### What to produce
Everything from the line containing "Target: boat's wooden ribs" through the last line of the material must be restated word for word, and only that.

### Data supplied

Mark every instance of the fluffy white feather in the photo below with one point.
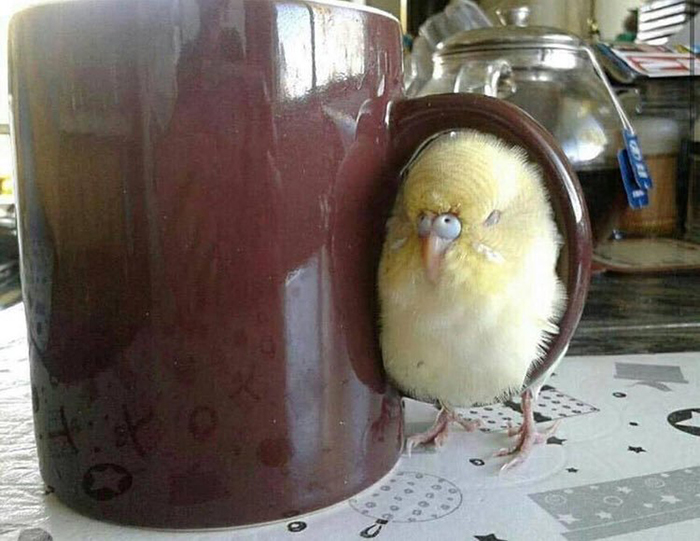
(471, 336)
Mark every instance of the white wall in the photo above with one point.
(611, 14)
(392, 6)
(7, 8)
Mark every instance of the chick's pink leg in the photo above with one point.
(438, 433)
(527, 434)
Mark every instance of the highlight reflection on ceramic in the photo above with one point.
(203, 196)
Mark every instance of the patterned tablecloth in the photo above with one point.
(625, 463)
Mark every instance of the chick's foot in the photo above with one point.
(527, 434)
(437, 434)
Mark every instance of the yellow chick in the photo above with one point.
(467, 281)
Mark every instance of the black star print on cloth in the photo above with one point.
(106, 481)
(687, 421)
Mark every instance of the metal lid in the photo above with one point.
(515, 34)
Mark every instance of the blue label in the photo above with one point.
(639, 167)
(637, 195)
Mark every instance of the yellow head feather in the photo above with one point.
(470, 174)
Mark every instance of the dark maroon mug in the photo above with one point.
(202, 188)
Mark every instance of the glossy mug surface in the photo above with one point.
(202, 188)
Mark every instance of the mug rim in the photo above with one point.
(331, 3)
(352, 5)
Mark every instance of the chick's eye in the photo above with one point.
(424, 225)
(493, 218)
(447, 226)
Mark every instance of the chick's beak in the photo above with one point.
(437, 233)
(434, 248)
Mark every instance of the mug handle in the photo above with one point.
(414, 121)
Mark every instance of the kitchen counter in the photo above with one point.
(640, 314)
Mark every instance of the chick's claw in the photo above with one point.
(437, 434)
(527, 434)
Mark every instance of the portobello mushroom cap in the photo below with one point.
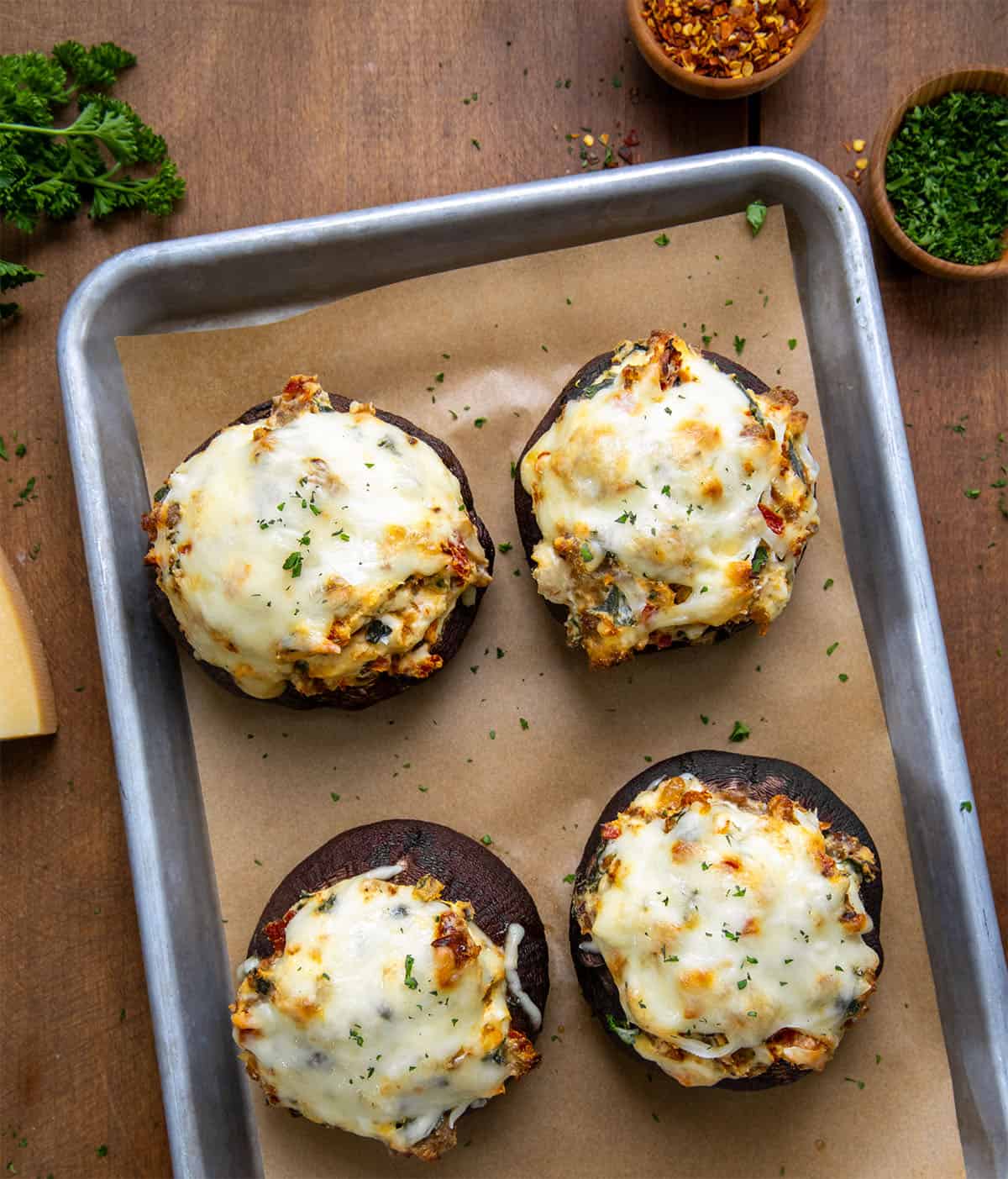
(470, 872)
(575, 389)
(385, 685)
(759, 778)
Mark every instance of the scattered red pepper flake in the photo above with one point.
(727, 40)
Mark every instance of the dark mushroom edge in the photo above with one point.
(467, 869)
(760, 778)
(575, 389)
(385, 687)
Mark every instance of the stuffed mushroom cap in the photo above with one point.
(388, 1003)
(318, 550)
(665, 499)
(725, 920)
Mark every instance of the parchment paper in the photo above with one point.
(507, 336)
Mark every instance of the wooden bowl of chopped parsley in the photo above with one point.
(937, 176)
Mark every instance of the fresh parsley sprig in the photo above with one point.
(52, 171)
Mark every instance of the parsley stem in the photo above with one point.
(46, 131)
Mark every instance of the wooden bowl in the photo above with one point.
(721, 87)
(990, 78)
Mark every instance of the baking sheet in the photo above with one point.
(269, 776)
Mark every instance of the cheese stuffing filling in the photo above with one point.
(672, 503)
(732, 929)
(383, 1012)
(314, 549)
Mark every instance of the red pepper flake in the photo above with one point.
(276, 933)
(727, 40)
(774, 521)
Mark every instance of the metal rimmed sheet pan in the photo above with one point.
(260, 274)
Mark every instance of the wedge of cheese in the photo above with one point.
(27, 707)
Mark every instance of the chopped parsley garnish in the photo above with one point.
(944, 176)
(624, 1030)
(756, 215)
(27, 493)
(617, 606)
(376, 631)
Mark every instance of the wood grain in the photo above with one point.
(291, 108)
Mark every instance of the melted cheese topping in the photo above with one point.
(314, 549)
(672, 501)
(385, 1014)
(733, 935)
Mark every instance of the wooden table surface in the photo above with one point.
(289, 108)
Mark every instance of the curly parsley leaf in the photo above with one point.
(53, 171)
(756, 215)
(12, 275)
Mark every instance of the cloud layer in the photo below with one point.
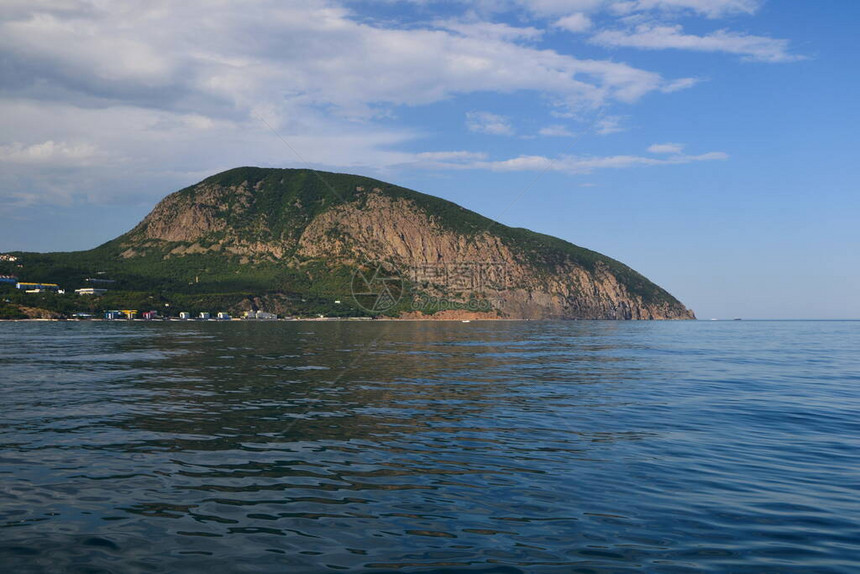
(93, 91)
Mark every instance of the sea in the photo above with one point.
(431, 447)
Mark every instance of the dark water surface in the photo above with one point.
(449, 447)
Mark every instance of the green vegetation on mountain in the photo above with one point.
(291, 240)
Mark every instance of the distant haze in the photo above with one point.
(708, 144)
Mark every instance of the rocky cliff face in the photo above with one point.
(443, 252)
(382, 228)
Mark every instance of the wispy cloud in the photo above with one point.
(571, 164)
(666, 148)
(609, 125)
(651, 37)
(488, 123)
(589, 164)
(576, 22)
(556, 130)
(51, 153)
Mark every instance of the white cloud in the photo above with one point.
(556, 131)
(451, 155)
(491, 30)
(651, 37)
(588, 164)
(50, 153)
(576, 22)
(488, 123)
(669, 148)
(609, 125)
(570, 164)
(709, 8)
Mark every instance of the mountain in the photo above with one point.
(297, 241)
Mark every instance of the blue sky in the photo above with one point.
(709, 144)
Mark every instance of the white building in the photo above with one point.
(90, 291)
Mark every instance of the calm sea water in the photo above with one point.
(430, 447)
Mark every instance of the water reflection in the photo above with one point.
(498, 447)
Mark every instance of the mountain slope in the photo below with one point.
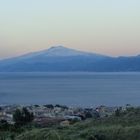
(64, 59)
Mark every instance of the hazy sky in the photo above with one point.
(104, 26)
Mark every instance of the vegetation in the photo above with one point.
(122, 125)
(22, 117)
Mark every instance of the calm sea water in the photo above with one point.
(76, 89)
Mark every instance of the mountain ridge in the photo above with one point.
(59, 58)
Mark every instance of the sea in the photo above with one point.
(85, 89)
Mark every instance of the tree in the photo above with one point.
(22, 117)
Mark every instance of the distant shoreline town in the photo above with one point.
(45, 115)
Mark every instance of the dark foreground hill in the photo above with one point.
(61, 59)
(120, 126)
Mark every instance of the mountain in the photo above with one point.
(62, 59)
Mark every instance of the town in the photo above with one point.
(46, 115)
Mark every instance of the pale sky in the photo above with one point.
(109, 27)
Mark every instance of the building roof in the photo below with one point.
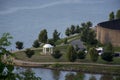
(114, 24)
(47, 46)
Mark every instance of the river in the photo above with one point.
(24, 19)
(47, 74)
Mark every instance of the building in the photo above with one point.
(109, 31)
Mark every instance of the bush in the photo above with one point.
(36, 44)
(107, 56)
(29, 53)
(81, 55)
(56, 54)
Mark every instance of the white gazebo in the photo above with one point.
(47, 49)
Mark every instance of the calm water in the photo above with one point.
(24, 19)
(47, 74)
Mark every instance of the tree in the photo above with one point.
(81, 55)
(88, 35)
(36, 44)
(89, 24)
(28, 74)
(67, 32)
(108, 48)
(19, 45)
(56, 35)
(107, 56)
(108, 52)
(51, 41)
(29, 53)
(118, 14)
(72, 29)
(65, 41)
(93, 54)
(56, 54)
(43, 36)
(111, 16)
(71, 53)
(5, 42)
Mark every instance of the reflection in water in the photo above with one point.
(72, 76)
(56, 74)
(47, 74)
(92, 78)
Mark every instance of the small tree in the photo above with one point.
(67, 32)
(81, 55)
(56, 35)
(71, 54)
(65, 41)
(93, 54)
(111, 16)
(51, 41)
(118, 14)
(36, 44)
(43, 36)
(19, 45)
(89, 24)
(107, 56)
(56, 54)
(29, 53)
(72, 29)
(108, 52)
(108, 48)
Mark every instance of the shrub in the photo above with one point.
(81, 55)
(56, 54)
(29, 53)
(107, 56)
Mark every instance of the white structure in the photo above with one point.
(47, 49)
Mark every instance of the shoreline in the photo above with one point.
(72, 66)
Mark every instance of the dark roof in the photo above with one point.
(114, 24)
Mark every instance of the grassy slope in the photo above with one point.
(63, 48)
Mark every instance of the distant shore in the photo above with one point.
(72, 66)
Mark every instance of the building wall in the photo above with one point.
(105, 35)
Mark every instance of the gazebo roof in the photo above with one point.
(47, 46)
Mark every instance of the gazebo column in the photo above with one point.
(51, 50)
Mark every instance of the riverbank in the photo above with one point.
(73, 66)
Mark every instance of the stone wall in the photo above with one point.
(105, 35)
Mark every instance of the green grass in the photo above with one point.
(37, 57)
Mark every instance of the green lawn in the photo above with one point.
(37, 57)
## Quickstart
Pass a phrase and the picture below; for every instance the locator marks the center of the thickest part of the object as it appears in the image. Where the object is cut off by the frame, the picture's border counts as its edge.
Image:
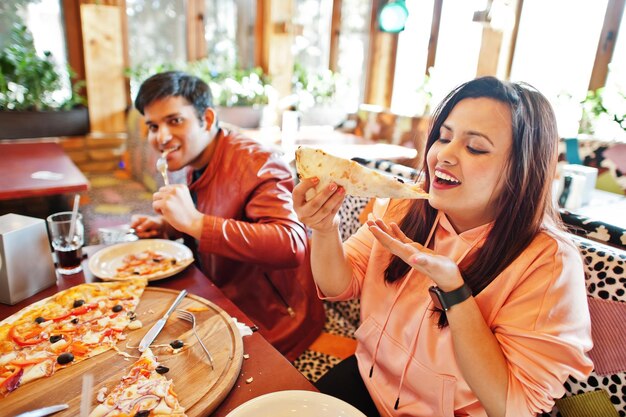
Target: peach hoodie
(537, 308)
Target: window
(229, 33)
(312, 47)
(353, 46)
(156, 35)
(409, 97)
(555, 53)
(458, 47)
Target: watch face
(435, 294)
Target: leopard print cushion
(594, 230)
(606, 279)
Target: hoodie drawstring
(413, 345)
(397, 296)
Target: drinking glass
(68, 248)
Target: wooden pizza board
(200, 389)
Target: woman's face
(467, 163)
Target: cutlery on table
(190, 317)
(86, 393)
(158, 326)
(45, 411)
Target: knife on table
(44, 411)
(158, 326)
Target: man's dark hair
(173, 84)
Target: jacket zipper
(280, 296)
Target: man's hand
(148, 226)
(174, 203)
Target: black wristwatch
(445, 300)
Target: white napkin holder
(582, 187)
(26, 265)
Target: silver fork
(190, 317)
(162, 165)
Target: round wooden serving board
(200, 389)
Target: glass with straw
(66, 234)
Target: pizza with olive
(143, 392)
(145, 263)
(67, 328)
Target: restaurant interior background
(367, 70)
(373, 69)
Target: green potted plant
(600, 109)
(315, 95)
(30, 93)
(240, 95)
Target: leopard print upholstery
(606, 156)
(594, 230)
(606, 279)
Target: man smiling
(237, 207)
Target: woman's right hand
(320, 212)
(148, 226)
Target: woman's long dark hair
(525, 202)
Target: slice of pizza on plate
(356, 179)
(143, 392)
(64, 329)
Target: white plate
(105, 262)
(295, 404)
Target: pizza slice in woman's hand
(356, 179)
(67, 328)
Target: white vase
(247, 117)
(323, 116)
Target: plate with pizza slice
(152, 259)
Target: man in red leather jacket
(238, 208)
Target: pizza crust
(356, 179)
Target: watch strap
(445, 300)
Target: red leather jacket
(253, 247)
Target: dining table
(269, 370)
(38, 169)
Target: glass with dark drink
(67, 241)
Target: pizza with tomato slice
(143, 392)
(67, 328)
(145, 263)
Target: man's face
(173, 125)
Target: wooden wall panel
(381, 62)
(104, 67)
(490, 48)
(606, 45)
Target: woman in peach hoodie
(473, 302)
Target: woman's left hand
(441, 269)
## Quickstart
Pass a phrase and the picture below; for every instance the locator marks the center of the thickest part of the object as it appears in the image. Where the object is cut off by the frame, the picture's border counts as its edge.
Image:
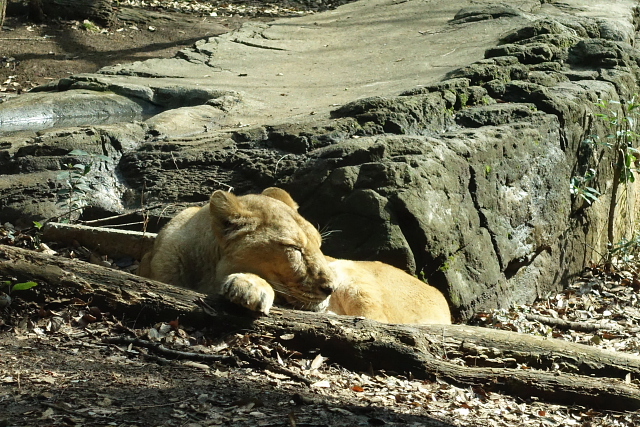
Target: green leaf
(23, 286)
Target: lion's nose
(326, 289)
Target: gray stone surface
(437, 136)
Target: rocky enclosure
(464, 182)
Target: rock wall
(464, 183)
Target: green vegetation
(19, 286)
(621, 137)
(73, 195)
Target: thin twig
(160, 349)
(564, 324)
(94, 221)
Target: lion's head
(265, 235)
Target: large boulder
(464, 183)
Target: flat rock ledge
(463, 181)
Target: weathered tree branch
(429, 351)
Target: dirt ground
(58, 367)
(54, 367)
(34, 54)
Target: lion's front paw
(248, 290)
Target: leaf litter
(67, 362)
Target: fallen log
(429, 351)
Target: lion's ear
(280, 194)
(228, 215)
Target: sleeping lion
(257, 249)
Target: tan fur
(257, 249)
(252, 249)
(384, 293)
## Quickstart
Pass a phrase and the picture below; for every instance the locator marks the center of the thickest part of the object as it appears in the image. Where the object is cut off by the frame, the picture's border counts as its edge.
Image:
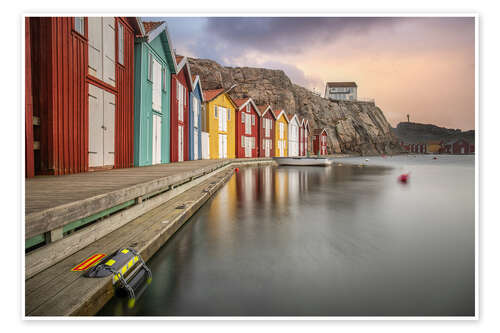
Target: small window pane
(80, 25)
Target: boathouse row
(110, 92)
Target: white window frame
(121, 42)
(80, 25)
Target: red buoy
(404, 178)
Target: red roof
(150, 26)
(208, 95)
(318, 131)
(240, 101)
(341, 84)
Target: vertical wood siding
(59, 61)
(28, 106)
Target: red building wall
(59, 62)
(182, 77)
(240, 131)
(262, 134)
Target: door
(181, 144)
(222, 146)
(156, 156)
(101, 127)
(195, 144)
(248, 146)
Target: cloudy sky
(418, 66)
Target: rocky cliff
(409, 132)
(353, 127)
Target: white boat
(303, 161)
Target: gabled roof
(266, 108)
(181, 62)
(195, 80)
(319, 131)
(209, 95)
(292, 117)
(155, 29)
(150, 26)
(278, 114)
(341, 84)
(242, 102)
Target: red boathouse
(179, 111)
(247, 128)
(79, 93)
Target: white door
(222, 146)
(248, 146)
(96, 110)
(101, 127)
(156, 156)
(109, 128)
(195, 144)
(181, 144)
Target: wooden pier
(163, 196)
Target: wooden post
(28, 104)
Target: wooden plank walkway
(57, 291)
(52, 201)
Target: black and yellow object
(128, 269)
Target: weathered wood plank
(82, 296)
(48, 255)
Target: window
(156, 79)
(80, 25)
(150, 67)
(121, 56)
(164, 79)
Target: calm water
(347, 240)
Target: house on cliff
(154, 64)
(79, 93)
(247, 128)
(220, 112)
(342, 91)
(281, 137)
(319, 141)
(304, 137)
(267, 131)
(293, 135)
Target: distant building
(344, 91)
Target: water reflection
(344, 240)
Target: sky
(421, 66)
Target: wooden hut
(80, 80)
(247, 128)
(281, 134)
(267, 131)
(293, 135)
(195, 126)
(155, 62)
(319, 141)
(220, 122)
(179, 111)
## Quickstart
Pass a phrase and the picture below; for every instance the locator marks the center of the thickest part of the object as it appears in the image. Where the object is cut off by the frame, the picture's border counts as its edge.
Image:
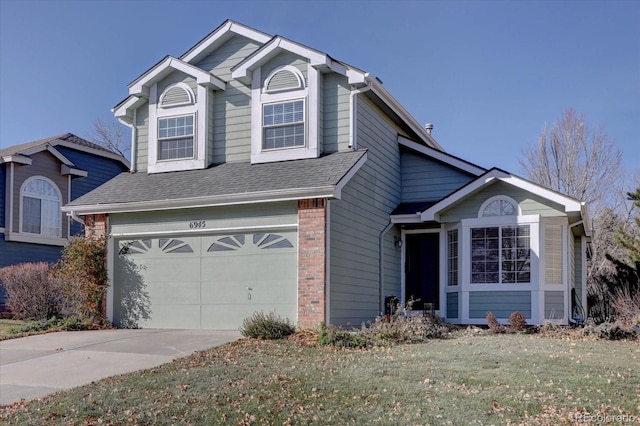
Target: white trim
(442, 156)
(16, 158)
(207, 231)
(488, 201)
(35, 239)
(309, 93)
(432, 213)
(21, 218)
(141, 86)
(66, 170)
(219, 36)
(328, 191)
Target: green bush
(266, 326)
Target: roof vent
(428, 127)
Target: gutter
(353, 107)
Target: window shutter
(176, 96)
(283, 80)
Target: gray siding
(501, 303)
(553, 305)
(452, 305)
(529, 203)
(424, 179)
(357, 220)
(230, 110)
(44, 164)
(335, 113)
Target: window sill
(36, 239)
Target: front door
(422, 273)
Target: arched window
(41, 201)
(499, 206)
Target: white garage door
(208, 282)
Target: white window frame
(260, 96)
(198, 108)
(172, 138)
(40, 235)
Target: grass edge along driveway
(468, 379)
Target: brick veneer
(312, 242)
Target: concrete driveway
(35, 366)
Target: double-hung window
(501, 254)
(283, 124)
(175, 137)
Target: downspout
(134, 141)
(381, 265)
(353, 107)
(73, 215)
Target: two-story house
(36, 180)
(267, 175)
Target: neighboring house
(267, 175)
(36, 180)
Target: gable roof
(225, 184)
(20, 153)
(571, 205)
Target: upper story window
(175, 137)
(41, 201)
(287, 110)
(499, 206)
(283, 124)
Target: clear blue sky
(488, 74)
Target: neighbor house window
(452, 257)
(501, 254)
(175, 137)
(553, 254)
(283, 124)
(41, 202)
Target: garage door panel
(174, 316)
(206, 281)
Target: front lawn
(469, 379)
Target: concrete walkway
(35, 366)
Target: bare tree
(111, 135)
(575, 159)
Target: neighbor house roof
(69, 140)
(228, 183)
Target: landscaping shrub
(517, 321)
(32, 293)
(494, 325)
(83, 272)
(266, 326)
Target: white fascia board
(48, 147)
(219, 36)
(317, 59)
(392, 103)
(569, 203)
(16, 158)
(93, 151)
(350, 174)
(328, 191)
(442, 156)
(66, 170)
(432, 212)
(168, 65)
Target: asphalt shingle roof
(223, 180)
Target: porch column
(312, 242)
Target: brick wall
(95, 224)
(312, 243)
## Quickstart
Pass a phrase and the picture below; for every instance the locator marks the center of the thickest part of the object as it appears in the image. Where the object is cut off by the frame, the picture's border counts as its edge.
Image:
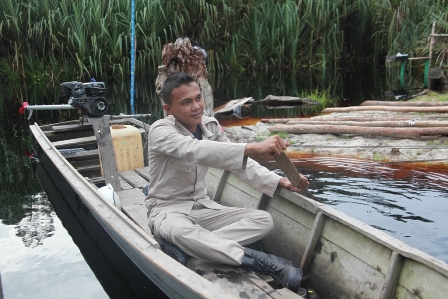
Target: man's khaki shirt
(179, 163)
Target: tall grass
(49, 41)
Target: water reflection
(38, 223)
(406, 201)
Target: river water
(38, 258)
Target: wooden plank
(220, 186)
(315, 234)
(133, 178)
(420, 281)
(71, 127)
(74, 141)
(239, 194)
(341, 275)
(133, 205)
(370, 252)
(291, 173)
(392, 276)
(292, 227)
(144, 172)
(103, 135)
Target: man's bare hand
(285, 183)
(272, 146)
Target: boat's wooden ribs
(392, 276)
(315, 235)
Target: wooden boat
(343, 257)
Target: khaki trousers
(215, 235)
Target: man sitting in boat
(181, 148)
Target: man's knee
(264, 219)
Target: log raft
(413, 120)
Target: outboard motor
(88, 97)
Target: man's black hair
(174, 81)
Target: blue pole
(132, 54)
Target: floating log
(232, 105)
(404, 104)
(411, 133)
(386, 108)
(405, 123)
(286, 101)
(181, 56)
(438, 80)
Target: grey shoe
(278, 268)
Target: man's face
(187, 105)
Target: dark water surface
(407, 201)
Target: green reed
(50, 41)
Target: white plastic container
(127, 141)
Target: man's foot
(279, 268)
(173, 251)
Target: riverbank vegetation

### Answer
Target: boat's wooden ribs
(392, 276)
(315, 235)
Target: wooden boat
(343, 257)
Target: khaki trousers
(215, 235)
Target: man sitting in boat
(181, 148)
Target: man's knee
(264, 219)
Target: log raft
(413, 120)
Target: outboard motor
(88, 97)
Target: man's black hair
(174, 81)
Target: blue pole
(132, 54)
Target: floating log
(232, 105)
(404, 104)
(411, 133)
(386, 108)
(405, 123)
(286, 101)
(181, 56)
(438, 80)
Target: grey shoe
(278, 268)
Target: man's face
(187, 105)
Target: dark water surface
(407, 201)
Target: green reed
(50, 41)
Target: white plastic container
(127, 141)
Target: man's foot
(279, 268)
(173, 251)
Target: riverbank vegetation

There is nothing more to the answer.